The exercise: Render the material below as a JSON list of strings, one string per line, and leave out any blank lines.
+ + + + +
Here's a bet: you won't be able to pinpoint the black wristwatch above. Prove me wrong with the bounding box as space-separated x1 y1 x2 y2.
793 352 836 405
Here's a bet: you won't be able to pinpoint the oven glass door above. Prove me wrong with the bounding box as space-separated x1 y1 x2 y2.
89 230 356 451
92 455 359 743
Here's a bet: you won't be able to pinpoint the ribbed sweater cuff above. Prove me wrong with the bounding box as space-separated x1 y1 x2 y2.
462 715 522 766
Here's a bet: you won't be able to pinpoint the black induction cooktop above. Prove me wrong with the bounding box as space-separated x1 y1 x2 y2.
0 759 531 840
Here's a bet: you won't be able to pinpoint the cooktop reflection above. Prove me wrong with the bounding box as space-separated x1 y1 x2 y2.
+ + + + +
Full solution:
[
  "Here's a bet: you won't be able to pinpoint the black wristwatch above. Prove me wrong with the bounding box as space-separated x1 y1 x2 y2.",
  "793 352 836 405",
  "Here's a bet: you won't be able to pinpoint the oven glass door above. Prove me wrong with the bounding box as space-separated x1 y1 x2 y2.",
  "89 230 356 451",
  "92 455 359 743",
  "Here's a bet: you won't be able to pinpoint the ribbed sweater cuff above. Prove me wrong with the bounding box as space-separated x1 y1 x2 y2.",
  "462 715 522 766",
  "Here's a bet: you won't be able to pinpoint the black induction cooktop above. Prove me wrong with the bounding box as space-separated x1 y1 x2 y2.",
  "0 759 531 840",
  "Here's a bet: you won't be able to pinpoint the cooktop reflection above. Prove me wrong with the bounding box as space-separated x1 y1 x2 y2."
]